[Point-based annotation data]
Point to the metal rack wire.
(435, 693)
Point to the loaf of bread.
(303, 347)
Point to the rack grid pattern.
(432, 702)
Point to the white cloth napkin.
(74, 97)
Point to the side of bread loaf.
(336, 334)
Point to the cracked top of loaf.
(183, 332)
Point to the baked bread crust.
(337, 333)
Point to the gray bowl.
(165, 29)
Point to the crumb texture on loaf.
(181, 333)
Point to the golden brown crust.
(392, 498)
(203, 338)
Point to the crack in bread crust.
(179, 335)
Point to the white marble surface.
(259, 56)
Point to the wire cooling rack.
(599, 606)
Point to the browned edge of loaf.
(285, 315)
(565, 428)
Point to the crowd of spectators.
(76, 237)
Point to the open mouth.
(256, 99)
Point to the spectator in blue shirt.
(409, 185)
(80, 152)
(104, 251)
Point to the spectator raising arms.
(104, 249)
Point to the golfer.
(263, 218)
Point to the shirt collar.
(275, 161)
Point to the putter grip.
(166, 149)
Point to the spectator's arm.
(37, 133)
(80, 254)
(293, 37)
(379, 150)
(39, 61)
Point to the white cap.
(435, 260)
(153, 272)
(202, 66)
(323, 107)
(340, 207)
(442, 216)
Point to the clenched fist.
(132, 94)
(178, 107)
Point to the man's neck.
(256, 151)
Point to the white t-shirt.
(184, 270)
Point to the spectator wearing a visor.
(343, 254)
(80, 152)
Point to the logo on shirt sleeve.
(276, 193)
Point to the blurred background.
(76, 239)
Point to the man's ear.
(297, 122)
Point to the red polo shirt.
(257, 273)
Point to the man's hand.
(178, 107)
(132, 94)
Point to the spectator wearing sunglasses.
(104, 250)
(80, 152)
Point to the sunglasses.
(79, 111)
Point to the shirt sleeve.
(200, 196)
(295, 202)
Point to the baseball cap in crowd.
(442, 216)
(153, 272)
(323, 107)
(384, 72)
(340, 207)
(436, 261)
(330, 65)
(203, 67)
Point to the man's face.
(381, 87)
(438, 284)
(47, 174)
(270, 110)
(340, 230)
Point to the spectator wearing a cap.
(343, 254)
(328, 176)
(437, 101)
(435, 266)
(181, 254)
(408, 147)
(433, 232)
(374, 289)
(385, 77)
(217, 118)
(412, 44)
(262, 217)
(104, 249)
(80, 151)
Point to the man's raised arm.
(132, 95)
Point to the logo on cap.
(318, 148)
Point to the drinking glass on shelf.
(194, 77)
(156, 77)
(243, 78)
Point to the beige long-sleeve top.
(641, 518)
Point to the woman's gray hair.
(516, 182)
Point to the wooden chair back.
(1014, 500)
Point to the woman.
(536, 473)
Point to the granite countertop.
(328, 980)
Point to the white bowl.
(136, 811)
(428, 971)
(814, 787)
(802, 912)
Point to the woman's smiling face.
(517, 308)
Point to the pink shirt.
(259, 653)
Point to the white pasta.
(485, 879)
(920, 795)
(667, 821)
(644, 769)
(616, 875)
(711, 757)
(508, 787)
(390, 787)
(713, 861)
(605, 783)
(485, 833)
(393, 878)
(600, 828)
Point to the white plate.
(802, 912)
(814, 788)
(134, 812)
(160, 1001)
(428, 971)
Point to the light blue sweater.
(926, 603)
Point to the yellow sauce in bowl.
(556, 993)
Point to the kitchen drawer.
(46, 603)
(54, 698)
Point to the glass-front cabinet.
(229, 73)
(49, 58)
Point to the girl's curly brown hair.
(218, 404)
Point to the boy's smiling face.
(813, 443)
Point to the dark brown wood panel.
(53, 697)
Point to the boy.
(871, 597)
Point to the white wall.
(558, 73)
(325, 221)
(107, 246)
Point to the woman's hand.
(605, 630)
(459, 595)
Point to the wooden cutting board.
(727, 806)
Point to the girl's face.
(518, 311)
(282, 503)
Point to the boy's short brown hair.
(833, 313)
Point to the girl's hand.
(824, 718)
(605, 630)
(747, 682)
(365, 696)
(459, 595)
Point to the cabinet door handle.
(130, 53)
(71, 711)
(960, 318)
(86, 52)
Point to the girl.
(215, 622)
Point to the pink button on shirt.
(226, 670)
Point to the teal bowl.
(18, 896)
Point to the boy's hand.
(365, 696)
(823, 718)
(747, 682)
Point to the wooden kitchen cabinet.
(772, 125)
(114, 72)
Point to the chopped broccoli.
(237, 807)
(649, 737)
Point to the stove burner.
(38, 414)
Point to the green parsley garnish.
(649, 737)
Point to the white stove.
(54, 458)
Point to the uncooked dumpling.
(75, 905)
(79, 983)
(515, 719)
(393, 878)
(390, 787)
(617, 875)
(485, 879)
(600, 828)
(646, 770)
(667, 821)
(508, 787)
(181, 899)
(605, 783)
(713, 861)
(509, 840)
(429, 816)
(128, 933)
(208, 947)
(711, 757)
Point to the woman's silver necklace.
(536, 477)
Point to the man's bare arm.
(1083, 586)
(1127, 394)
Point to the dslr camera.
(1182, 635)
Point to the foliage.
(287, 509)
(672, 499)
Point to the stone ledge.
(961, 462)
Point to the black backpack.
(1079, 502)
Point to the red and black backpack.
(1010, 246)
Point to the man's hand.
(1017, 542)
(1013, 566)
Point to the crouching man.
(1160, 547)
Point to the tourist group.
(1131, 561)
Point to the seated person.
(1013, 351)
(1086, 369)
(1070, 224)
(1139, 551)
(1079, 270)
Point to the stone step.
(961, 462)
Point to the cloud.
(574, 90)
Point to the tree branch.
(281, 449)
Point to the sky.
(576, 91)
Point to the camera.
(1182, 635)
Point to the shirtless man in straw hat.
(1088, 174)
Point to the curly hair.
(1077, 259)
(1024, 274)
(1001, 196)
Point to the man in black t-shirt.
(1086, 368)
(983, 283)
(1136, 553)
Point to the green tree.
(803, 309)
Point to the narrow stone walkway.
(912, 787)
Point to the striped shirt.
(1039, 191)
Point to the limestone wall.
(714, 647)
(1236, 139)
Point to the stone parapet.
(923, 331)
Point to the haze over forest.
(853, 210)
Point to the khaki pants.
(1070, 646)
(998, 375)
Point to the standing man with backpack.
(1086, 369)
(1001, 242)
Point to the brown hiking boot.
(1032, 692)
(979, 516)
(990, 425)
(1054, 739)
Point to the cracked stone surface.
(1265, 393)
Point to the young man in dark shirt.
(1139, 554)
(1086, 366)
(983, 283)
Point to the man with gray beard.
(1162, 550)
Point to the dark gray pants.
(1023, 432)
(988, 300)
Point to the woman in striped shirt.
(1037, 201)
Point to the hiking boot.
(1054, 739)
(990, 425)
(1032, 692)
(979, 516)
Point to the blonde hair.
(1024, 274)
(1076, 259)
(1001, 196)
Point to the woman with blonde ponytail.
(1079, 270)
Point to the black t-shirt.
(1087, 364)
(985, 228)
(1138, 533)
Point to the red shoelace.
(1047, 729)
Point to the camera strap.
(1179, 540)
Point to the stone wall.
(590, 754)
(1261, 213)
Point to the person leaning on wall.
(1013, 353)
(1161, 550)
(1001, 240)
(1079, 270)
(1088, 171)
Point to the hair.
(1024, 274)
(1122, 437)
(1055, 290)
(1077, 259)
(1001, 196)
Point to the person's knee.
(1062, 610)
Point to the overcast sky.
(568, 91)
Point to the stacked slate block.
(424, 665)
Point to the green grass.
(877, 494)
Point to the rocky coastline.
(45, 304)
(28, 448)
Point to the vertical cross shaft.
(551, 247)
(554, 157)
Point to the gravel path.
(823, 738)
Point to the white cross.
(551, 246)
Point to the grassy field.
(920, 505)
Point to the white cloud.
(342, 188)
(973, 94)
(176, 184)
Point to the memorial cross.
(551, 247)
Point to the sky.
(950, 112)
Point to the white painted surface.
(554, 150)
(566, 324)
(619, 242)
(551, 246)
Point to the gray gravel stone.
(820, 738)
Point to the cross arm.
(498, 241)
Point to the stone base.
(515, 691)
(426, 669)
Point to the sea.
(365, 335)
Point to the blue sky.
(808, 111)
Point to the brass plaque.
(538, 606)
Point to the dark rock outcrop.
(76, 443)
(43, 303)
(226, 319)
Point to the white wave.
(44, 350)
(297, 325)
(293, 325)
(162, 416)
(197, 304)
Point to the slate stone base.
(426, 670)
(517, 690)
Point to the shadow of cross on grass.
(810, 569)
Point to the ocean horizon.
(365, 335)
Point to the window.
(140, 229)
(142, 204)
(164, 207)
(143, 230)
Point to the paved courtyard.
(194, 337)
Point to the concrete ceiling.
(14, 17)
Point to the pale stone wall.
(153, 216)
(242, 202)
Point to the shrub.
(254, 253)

■ Problem to work on
Repeat only the stretch of lines that opens with the line containing "Point to the hair." and closes with the final line of the entries, both included, exactly as written.

■ Solution below
Point to the hair.
(1024, 274)
(1122, 437)
(1055, 290)
(1077, 259)
(1001, 196)
Point to the person's knee.
(1062, 610)
Point to the overcast sky.
(568, 91)
Point to the stacked slate block.
(424, 665)
Point to the green grass.
(877, 494)
Point to the rocky coastline.
(45, 304)
(28, 448)
Point to the vertical cross shaft.
(551, 247)
(554, 157)
Point to the gravel path.
(823, 738)
Point to the white cross.
(551, 246)
Point to the grassy field.
(920, 505)
Point to the white cloud.
(342, 188)
(973, 94)
(176, 184)
Point to the memorial cross.
(551, 247)
Point to the sky.
(950, 112)
Point to the white painted surface.
(554, 150)
(566, 324)
(619, 242)
(551, 246)
Point to the gray gravel stone.
(820, 738)
Point to the cross arm.
(498, 241)
Point to the stone base.
(515, 691)
(426, 669)
Point to the sea.
(365, 335)
Point to the blue sky.
(808, 111)
Point to the brass plaque.
(538, 606)
Point to the dark rock outcrop.
(76, 443)
(43, 303)
(226, 319)
Point to the white wave.
(44, 350)
(297, 325)
(293, 325)
(162, 416)
(197, 304)
Point to the slate stone base.
(426, 670)
(517, 690)
Point to the shadow of cross on grass.
(810, 569)
Point to the ocean horizon.
(365, 335)
Point to the window.
(140, 229)
(142, 204)
(164, 207)
(143, 230)
Point to the paved courtyard.
(194, 337)
Point to the concrete ceiling.
(14, 17)
Point to the pale stone wall.
(153, 216)
(242, 202)
Point to the shrub.
(254, 253)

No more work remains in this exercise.